Repeat word for word the lines starting at the one containing "jeans, placing a dot on each." and ending at the one containing "Query: blue jeans".

** BEGIN Dataset entries **

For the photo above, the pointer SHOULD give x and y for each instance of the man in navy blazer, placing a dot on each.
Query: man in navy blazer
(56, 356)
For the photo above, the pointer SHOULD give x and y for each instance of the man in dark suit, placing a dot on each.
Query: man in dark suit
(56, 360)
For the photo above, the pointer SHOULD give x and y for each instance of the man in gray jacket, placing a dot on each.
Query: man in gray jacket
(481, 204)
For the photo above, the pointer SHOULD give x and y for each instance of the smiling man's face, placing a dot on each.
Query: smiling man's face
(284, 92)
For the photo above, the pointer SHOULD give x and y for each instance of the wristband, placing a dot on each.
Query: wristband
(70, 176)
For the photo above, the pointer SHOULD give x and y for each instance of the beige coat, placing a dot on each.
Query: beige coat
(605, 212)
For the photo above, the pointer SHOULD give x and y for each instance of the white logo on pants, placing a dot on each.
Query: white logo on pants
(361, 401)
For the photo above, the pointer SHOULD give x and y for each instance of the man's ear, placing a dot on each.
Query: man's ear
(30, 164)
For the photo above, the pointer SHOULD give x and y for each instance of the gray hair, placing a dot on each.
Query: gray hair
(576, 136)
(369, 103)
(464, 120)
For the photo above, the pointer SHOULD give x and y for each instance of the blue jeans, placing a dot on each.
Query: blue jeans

** END Dataset entries **
** BEGIN Dataset entries **

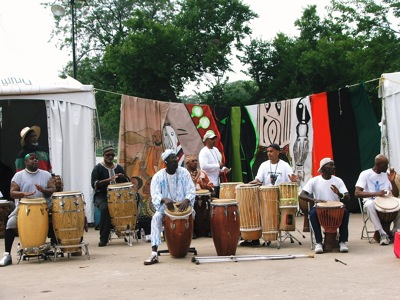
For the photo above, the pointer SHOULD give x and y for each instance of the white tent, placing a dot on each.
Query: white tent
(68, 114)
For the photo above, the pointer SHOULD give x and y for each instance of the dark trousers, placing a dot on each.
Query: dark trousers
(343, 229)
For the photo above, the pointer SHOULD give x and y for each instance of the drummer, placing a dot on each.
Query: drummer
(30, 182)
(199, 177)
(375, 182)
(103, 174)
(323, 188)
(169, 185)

** END Dataset entries **
** BEGIN Dataset entries **

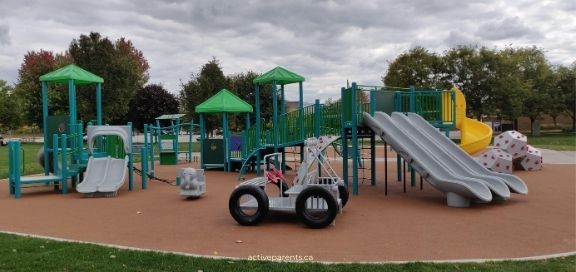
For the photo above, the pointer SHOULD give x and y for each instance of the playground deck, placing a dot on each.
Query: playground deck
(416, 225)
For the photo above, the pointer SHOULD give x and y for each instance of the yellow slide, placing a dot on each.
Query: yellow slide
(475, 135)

** END Dataset entries **

## Final result
For the photo above, the pointer SHOULD give x and y for each instance of the blue jeans, placing a dot on each.
Query: blue jeans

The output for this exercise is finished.